__Task to complete__. Please transcribe all of the records precisely.

'''

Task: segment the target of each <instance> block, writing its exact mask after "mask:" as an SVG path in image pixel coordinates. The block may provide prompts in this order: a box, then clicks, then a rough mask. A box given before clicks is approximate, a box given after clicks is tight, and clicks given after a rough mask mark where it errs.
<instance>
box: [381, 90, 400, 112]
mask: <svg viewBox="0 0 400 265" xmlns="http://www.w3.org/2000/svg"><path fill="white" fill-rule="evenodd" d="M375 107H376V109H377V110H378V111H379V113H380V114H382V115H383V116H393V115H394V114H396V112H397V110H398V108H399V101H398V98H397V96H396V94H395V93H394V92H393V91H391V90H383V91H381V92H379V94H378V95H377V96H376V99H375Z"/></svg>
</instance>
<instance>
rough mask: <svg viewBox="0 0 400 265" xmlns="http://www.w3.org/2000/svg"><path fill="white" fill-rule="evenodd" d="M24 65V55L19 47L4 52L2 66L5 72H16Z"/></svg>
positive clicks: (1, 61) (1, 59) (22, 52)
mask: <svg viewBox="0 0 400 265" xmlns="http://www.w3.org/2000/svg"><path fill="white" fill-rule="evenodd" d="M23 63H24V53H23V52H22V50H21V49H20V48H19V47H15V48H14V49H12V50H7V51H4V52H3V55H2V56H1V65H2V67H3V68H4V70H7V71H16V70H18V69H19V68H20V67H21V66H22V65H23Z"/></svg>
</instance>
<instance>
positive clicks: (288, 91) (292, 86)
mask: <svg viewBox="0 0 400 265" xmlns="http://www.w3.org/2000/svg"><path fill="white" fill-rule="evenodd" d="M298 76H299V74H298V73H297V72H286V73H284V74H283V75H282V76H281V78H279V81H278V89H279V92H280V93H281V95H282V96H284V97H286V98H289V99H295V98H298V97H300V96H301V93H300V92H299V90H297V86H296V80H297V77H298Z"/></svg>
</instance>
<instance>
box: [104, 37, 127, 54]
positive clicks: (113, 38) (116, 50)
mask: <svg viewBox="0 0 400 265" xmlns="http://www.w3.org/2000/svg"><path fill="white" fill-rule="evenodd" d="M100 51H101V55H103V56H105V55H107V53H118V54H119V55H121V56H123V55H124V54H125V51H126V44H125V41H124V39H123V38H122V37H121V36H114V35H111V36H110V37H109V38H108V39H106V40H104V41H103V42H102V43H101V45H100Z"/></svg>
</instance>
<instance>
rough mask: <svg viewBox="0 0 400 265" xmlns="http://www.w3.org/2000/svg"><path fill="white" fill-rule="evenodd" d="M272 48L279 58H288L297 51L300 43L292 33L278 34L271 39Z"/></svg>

'''

__Solution to the exercise__.
Task: segment the target of each <instance> block, writing its exact mask after "mask:" as an SVG path in image pixel coordinates. The block may provide prompts in this order: a box, then clicks, then a rough mask. A box given before clicks is approximate, a box given after clicks is tight, and clicks given after a rough mask mark where it errs.
<instance>
box: [381, 90, 400, 112]
mask: <svg viewBox="0 0 400 265" xmlns="http://www.w3.org/2000/svg"><path fill="white" fill-rule="evenodd" d="M375 107H376V109H377V110H378V111H379V113H380V114H382V115H383V116H393V115H394V114H396V112H397V110H398V108H399V101H398V98H397V96H396V94H395V93H394V92H393V91H391V90H383V91H381V92H379V94H378V95H377V96H376V99H375Z"/></svg>
</instance>
<instance>
rough mask: <svg viewBox="0 0 400 265" xmlns="http://www.w3.org/2000/svg"><path fill="white" fill-rule="evenodd" d="M24 65V55L19 47L4 52L2 66L5 72H16Z"/></svg>
positive clicks: (1, 61) (1, 59) (22, 52)
mask: <svg viewBox="0 0 400 265" xmlns="http://www.w3.org/2000/svg"><path fill="white" fill-rule="evenodd" d="M23 63H24V53H23V52H22V50H21V49H20V48H19V47H15V48H14V49H12V50H7V51H4V52H3V55H2V56H1V65H2V67H3V68H4V70H7V71H16V70H18V69H19V68H20V67H21V66H22V65H23Z"/></svg>
</instance>
<instance>
positive clicks: (288, 91) (292, 86)
mask: <svg viewBox="0 0 400 265" xmlns="http://www.w3.org/2000/svg"><path fill="white" fill-rule="evenodd" d="M298 76H299V74H298V73H297V72H286V73H284V74H283V75H282V76H281V78H279V81H278V89H279V92H280V93H281V95H282V96H284V97H286V98H289V99H295V98H298V97H300V96H301V93H300V92H299V90H297V86H296V80H297V77H298Z"/></svg>
</instance>
<instance>
box: [104, 37, 127, 54]
positive clicks: (113, 38) (116, 50)
mask: <svg viewBox="0 0 400 265" xmlns="http://www.w3.org/2000/svg"><path fill="white" fill-rule="evenodd" d="M100 51H101V55H103V56H105V55H107V53H118V54H119V55H121V56H123V55H124V54H125V51H126V44H125V41H124V39H123V38H122V37H121V36H114V35H111V36H110V37H109V38H108V39H106V40H104V41H103V42H102V43H101V45H100Z"/></svg>
</instance>
<instance>
rough mask: <svg viewBox="0 0 400 265" xmlns="http://www.w3.org/2000/svg"><path fill="white" fill-rule="evenodd" d="M272 48L279 58H288L297 51L300 43L292 33L278 34L271 39Z"/></svg>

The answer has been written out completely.